◆ SOURCE DOCUMENT
++++++++

News

Small-scale farmers of color in Fresno hurt by USDA cuts to food bank program

Before the sun rose on an autumn morning, farmer Donald Sherman loaded crates of bell peppers into a refrigerated truck. The vegetables had been picked just the day before, still cool from the night air.

By dawn, they would be stacked inside the Central California Food Bank, one of the buyers that keeps his small-scale farm and produce market in Fresno afloat through the federal Local Food Purchase Assistance program.

Sherman grows everything from onions and kale to strawberries, squash and melons. In recent years, orders from Central California Food Bank and a food hub called Farm2People in Los Angeles have become a major part of his income, giving him stable prices and predictable demand.

Because of these steady buyers, Sherman earns about 40% more than he would at a farmers market, which is just enough to cover labor, fuel and equipment costs and still make a profit. Sherman gestured toward a freshly packed stack of bell pepper boxes, ready to be delivered to communities in need. “This was picked just yesterday.”

But the system that has kept his business viable may soon shift.

In March, the U.S. Department of Agriculture canceled $47 million in funding for the LFPA. That money would have helped California LFPA’s programs continue through 2027 before the cut. Although the federal government later restored some LFPA funds, assistance is now expected to end early this year, said Paul Towers, executive director of the Community Alliance with Family Farmers, which advocates for family farms.

Donald Sherman, a small-scale farmer in Fresno, grows everything from onions and kale to strawberries, squash and melons. Food bank orders have become a major part of his income.
Donald Sherman, a small-scale farmer in Fresno, grows everything from onions and kale to strawberries, squash and melons. Food bank orders have become a major part of his income. Hyeyoon Cho Hyeyoon Cho

LFPA was launched in 2021 under the Biden administration’s American Rescue Plan to help stabilize local food systems during the COVID-19 pandemic recovery. Under the program, states use federal money to buy food primarily from local producers and socially disadvantaged farmers. According to USDA’s definition, socially disadvantaged farmers and producers are those belonging to groups that have been subject to racial or ethnic prejudice.

++++++++

◆ DATA PROVIDED
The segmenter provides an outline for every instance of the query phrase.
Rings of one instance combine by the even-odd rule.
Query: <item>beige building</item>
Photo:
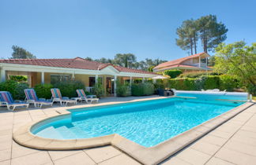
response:
[[[115,96],[116,82],[156,76],[155,73],[124,67],[90,61],[81,57],[73,59],[8,59],[0,60],[1,81],[10,75],[26,75],[31,87],[39,83],[54,84],[69,79],[80,80],[86,90],[93,93],[93,86],[101,81],[108,96]]]

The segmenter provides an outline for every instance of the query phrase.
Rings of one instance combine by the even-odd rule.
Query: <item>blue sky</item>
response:
[[[256,42],[254,0],[0,0],[0,55],[13,45],[38,58],[137,60],[187,56],[175,45],[184,20],[215,14],[228,28],[227,43]],[[201,51],[201,45],[198,47]]]

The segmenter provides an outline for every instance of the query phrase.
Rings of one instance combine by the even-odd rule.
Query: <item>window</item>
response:
[[[51,75],[51,83],[55,84],[58,82],[62,81],[68,81],[71,79],[70,75]]]

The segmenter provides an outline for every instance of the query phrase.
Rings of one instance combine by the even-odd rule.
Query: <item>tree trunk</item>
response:
[[[204,52],[207,53],[207,38],[205,36],[205,29],[203,28],[203,45],[204,45]]]
[[[190,49],[191,49],[191,55],[193,55],[193,40],[192,37],[190,36]]]
[[[197,41],[196,41],[196,34],[194,33],[194,53],[197,53]]]
[[[207,53],[207,37],[205,38],[205,44],[204,44],[204,52]]]

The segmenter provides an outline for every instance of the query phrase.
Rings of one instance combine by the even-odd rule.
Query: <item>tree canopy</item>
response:
[[[214,51],[218,44],[227,38],[228,29],[218,22],[214,15],[204,16],[198,20],[184,20],[176,30],[176,44],[190,54],[197,53],[197,42],[201,39],[204,52]]]
[[[256,94],[256,42],[247,46],[245,42],[216,48],[214,68],[217,72],[237,76],[251,94]]]
[[[12,57],[11,57],[12,59],[36,59],[36,57],[34,56],[32,53],[17,46],[13,46],[12,49],[13,50]]]
[[[132,53],[118,53],[115,56],[114,59],[107,59],[107,58],[100,58],[100,59],[92,59],[91,57],[85,57],[88,60],[94,60],[101,63],[110,63],[112,64],[127,67],[130,68],[135,69],[141,69],[144,71],[152,72],[152,68],[155,66],[167,62],[167,60],[155,59],[152,60],[149,58],[146,58],[145,60],[137,61],[137,57],[134,54]]]

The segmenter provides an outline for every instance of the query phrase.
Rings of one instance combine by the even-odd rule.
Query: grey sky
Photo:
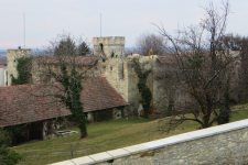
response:
[[[220,7],[222,0],[213,1]],[[25,45],[47,45],[58,33],[69,32],[91,41],[103,36],[126,36],[126,46],[134,46],[136,37],[149,31],[151,24],[163,23],[165,30],[197,24],[209,0],[0,0],[0,50],[23,46],[23,13]],[[229,0],[233,13],[227,32],[247,35],[248,1]]]

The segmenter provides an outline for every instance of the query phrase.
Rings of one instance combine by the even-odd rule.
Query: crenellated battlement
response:
[[[94,55],[103,57],[123,57],[125,36],[94,37]]]
[[[100,43],[104,45],[125,45],[125,36],[94,37],[93,43],[94,46],[99,45]]]

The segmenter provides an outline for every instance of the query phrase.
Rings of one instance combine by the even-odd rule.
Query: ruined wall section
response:
[[[94,37],[94,56],[101,56],[104,51],[106,57],[111,57],[111,53],[115,57],[123,57],[125,42],[125,36]]]
[[[100,64],[101,76],[106,77],[110,85],[128,102],[128,66],[125,58],[108,58]]]
[[[31,57],[32,50],[19,48],[19,50],[7,50],[7,65],[8,65],[8,86],[11,86],[11,74],[18,76],[18,58]]]

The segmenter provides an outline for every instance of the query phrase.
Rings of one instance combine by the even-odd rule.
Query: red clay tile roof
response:
[[[84,112],[128,105],[104,77],[89,78],[82,82]],[[0,127],[72,114],[54,94],[58,94],[58,90],[44,84],[0,87]]]
[[[60,59],[54,56],[41,56],[37,57],[40,63],[46,63],[46,64],[58,64]],[[65,63],[72,63],[75,61],[75,64],[77,65],[95,65],[97,61],[99,59],[99,56],[76,56],[74,57],[62,57],[61,58]]]
[[[173,55],[158,55],[157,59],[162,64],[171,64],[176,62],[176,58]]]

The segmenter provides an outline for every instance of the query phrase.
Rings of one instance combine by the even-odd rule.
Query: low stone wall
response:
[[[244,165],[248,120],[193,131],[53,165]]]

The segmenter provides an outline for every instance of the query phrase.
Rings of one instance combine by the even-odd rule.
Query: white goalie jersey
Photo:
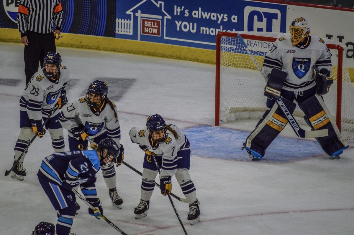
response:
[[[116,113],[117,107],[114,103],[113,105]],[[119,121],[114,117],[114,111],[105,100],[102,107],[97,110],[88,107],[83,98],[68,103],[63,107],[59,120],[63,127],[67,130],[82,124],[89,138],[95,138],[107,131],[108,137],[120,146]],[[68,134],[73,137],[70,131]]]
[[[325,68],[332,71],[330,51],[323,40],[311,36],[305,38],[304,43],[300,46],[293,45],[290,37],[278,38],[264,58],[263,70],[266,76],[274,67],[288,73],[284,90],[303,91],[315,86],[313,65],[320,70]]]
[[[52,80],[47,78],[41,70],[27,84],[20,100],[20,110],[27,111],[30,119],[46,118],[54,107],[69,81],[69,72],[65,66],[62,65],[59,72],[59,79]],[[52,116],[59,112],[57,110]]]
[[[169,125],[176,131],[178,139],[176,140],[172,133],[167,130],[167,137],[162,143],[153,143],[147,128],[133,127],[130,132],[132,141],[141,146],[146,146],[149,151],[155,155],[162,156],[162,166],[160,178],[173,176],[177,170],[177,152],[180,150],[190,148],[189,142],[184,134],[177,127]]]

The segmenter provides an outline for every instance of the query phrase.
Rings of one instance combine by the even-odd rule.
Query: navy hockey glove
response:
[[[171,192],[171,190],[172,190],[172,183],[171,182],[171,176],[160,179],[160,184],[161,194],[163,195],[167,195]]]
[[[43,129],[42,120],[31,119],[31,123],[32,123],[32,129],[33,131],[33,133],[37,134],[37,136],[38,137],[42,138],[45,134],[45,130]]]
[[[79,141],[85,141],[87,137],[83,126],[74,127],[69,131],[73,134],[74,137]]]
[[[101,205],[101,201],[99,200],[99,199],[97,198],[97,201],[90,203],[96,210],[94,211],[91,207],[88,207],[88,213],[96,217],[97,219],[101,219],[101,217],[103,215],[103,209]]]
[[[59,96],[59,99],[57,102],[58,105],[58,109],[60,109],[63,107],[63,106],[67,104],[68,102],[68,99],[66,98],[66,90],[62,90],[60,93],[60,95]]]
[[[123,147],[123,145],[120,145],[119,147],[119,155],[115,159],[115,163],[117,164],[117,166],[119,166],[122,164],[122,162],[124,160],[124,148]]]

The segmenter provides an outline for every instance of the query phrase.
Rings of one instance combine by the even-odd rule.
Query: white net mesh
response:
[[[232,36],[221,38],[220,56],[220,119],[223,121],[242,118],[260,118],[267,109],[266,97],[263,95],[266,83],[260,72],[241,44],[237,35],[240,33],[276,38],[289,36],[283,33],[239,32],[230,34]],[[264,57],[273,42],[264,39],[244,40],[258,64],[262,67]],[[331,77],[334,83],[329,92],[324,96],[325,101],[332,115],[337,119],[337,110],[341,109],[341,133],[346,140],[354,139],[354,89],[350,82],[346,60],[346,47],[336,41],[324,39],[327,45],[339,45],[344,49],[343,56],[338,58],[338,51],[331,49],[332,69]],[[338,61],[343,63],[341,105],[337,107]],[[217,111],[216,111],[217,112]],[[304,116],[297,107],[294,116],[304,124]]]

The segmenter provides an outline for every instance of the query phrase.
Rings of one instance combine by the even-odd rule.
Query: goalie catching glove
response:
[[[161,189],[161,194],[167,195],[171,192],[172,190],[172,182],[171,182],[171,177],[160,179],[160,188]]]
[[[326,69],[321,69],[321,71],[318,68],[313,66],[313,74],[317,88],[316,94],[318,95],[323,95],[330,91],[330,87],[333,84],[333,80],[329,78],[330,72]]]
[[[38,137],[42,138],[45,134],[45,130],[43,128],[42,120],[31,119],[31,123],[32,124],[32,129],[33,131],[33,133],[36,134]]]
[[[99,199],[97,198],[96,201],[90,202],[90,204],[96,210],[94,211],[91,207],[88,207],[88,213],[96,217],[97,219],[101,219],[101,217],[103,215],[103,209],[101,205],[101,201],[99,200]]]

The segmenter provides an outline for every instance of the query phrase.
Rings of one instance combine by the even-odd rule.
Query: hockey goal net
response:
[[[215,88],[215,125],[220,121],[260,118],[267,110],[263,95],[265,82],[237,37],[240,34],[261,67],[273,42],[284,33],[222,32],[217,36]],[[325,101],[343,137],[354,139],[354,89],[343,44],[323,39],[331,54],[331,77],[334,83],[323,96]],[[304,114],[297,106],[293,115],[305,124]]]

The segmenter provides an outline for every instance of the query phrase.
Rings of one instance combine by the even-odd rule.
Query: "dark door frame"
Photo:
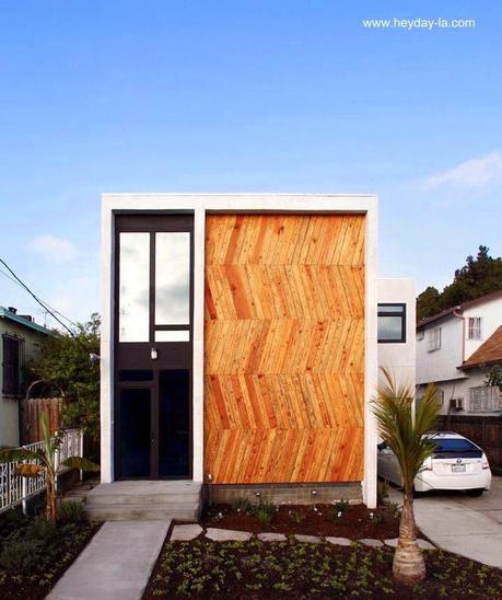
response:
[[[166,480],[191,480],[194,462],[194,430],[192,430],[192,362],[194,362],[194,211],[160,211],[138,212],[120,211],[114,215],[114,472],[115,480],[120,480],[120,390],[128,388],[151,389],[151,476],[150,480],[161,478],[159,475],[159,372],[161,370],[186,369],[188,371],[188,473],[186,476],[162,477]],[[155,233],[156,232],[188,232],[190,234],[190,295],[189,295],[189,324],[188,326],[157,325],[155,326]],[[149,304],[149,342],[119,342],[119,252],[121,232],[150,233],[150,304]],[[188,330],[189,342],[155,342],[155,330]],[[152,360],[151,350],[157,350],[156,360]],[[153,370],[151,381],[119,381],[120,370]]]

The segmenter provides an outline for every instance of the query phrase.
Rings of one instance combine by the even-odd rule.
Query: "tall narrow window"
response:
[[[467,339],[481,339],[480,316],[469,316],[467,321]]]
[[[378,342],[406,342],[406,304],[378,304]]]
[[[150,233],[119,236],[119,342],[150,338]]]
[[[190,233],[155,233],[155,342],[188,342],[189,323]]]

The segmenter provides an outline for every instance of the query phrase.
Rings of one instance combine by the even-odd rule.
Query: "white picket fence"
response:
[[[28,443],[23,446],[27,450],[42,449],[44,442]],[[59,472],[63,472],[66,468],[59,468],[61,461],[69,457],[83,455],[83,436],[81,429],[67,429],[62,438],[62,443],[59,451],[56,453],[56,465]],[[36,461],[35,461],[36,462]],[[45,472],[42,471],[36,477],[23,477],[16,473],[17,462],[0,462],[0,512],[8,508],[23,504],[31,496],[39,494],[45,489]]]

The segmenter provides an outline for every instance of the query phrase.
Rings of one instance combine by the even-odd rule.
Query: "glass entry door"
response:
[[[115,217],[116,478],[191,477],[192,230]]]

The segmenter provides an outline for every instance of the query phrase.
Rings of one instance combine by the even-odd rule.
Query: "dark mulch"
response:
[[[442,551],[424,553],[428,576],[406,587],[392,578],[388,547],[329,543],[165,542],[144,599],[501,598],[502,572]]]
[[[0,566],[0,598],[38,600],[47,596],[57,580],[82,552],[101,524],[87,521],[58,523],[52,534],[34,534],[33,517],[9,510],[0,517],[0,547],[19,547],[19,566]],[[36,532],[35,532],[36,533]],[[28,553],[23,554],[23,544]],[[11,558],[14,561],[15,558]],[[26,562],[27,561],[27,562]]]
[[[394,505],[372,510],[364,505],[350,506],[342,510],[334,505],[316,505],[316,509],[314,510],[312,506],[277,506],[270,524],[266,524],[256,518],[253,508],[238,509],[229,505],[213,505],[206,510],[201,526],[253,533],[272,531],[334,535],[350,540],[362,538],[386,540],[397,538],[399,534],[398,515]],[[340,517],[339,512],[341,512]]]

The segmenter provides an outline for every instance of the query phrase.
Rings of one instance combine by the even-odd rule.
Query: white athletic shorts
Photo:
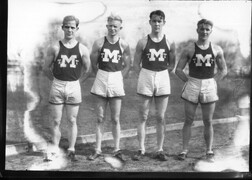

++++++++

◆ TASK PROMPT
Extend the news article about USDA cuts to the food bank program and the small-scale Fresno farmers they affect, starting after its last sentence.

◆ WRITTEN RESPONSE
The Trump administration cited a change of agency priorities in reducing the promised funds.

With the cut, the California Association of Food Banks says some contracts will now end earlier than planned.

For individual farmers, LFPA has been a lifeline, guaranteeing income. For Sherman, the uncertainty is already shaping planting decisions for next season.

“Once those dry up, it’s going to be devastating,” he said. You’re right back to trying to get into markets dominated by big farms, and they don’t have room for the small guy.”

Good for rural economies

LFPA gives farmers a safety net by ensuring fair prices, Towers said. This has been helpful, since farmers face challenges such as extreme weather and increased water and labor costs. Beyond that, he said, the programs help communities.

“They put dollars back into rural and underserved economies. That kind of reinvestment is needed more than ever if we want to see these communities grow and prosper,” Towers said in an email.

LFPA has provided more than $88.5 million to California since 2022. One of the California programs it funds is Farms Together, which has used the federal money to support 533 small-scale farms, partner with 55 food banks and community organizations and assemble nearly 576,000 boxes of fresh food for families, according to an April 4 letter from the California Department of Social Services to the USDA, appealing the cut.

The department and Gov. Gavin Newsom have asked the USDA to reinstate the funds. Meanwhile, state Sen. Melissa Hurtado has introduced a bill to keep the program running with state funds and protect California’s local food supply from the fallout of federal budget cuts.

Sherman is now uncertain what to grow next season. He has been debating whether to plant strawberries, which are what Farms Together would usually order from him.

“It’s $5,000 just for the plants before you even talk about labor and irrigation. And now, you just don’t know if you’ll have a place for it to go.”

He says his contract with Farms Together will end next spring or early summer.

Sherman, who has farmed most of his life, is one of about 400 Black farmers in California. This year, he started mentoring a Black woman farmer, who relied on Farms Together to get her foot in the industry.

“It’s all I’ve ever known,” he said. “My brothers and sisters picked up other trades, but I stayed with the land.”

What to tell BIPOC farmers?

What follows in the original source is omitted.